▸ Problem to solve
According to the entry on the film Lear on the Shore, how long is its running time?

▸ Excerpt
════════════════════

- Film poster
- Directed by: Masahiro Kobayashi
- Screenplay by: Masahiro Kobayashi
- Produced by: Tomoyuki Miyagawa Masahiro Kobayashi Nick Uemura
- Starring: Tatsuya Nakadai; Haru Kuroki; Mieko Harada; Kaoru Kobayashi; Hiroshi Abe;
- Cinematography: Chigi Kanbe Kōichi Furuya
- Edited by: Naoki Kaneko
- Music by: Junpei Sakuma
- Distributed by: Tokyo Theatres
- Release date: June 3, 2017 (Japan);
- Running time: 105 minutes
- Country: Japan
- Language: Japanese

= Lear on the Shore =

Lear on the Shore (海辺のリア, Umibe no Ria) is a 2017 Japanese drama/comedy film directed by Masahiro Kobayashi. The film stars Tatsuya Nakadai and, in part, reflects his own life.

════════════════════

▸ Data lines
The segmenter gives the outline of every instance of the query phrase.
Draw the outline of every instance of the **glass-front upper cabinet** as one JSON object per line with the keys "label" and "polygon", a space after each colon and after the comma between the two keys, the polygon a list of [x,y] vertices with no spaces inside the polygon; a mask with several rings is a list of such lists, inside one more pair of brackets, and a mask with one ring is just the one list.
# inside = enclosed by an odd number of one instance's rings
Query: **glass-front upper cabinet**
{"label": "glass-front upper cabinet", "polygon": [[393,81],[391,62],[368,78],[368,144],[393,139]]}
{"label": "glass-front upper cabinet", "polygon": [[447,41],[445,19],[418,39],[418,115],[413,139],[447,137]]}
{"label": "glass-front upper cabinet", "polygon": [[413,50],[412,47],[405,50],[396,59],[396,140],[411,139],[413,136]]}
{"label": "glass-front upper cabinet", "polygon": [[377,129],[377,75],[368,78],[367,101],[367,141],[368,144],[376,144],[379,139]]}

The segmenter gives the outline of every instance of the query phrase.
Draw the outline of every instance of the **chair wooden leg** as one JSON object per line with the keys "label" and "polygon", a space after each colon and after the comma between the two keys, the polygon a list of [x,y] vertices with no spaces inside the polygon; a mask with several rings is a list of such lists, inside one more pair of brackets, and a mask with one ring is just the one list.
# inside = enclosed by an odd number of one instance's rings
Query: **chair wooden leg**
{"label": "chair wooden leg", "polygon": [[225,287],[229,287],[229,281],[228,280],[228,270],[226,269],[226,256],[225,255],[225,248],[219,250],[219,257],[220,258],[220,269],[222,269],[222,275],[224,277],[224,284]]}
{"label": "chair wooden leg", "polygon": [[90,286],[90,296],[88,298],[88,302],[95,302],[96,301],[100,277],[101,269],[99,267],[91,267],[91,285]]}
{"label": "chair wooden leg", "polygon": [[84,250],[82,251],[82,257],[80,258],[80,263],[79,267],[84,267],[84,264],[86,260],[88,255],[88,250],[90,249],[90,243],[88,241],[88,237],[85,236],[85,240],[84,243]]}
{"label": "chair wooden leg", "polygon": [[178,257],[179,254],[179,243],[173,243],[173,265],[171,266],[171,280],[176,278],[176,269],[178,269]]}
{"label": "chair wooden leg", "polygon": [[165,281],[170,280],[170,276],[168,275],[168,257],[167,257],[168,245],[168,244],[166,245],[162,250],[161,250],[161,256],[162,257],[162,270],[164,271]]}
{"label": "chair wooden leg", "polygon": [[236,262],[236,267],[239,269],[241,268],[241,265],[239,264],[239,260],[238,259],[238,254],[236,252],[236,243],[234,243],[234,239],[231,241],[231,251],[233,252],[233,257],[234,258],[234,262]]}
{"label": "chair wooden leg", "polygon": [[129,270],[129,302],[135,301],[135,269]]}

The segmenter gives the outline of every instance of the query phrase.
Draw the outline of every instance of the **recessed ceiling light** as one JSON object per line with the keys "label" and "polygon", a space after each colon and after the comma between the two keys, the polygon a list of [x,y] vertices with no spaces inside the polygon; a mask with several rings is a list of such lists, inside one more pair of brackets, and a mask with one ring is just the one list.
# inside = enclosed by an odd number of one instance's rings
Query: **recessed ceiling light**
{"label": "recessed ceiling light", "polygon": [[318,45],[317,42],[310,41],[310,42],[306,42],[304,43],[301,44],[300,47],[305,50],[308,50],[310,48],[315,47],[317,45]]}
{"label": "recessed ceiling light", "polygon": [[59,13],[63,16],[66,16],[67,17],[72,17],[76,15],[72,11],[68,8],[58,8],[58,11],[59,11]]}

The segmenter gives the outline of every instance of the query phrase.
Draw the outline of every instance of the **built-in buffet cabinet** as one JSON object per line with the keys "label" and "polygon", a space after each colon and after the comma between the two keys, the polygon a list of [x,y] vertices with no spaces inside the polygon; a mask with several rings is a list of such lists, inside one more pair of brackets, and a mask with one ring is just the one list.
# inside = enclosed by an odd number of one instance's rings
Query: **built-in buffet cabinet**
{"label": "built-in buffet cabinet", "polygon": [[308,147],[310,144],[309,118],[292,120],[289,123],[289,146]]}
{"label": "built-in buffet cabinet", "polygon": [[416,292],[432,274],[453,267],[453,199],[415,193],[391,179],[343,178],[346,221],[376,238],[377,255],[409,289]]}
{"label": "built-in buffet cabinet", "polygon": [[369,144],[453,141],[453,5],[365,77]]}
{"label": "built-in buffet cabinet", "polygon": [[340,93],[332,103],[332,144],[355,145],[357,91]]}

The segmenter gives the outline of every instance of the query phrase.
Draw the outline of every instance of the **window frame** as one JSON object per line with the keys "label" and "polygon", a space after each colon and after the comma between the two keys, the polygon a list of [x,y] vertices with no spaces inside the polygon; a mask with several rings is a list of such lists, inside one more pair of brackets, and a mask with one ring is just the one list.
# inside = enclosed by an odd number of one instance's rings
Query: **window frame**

════════════════════

▸ Completed exercise
105 minutes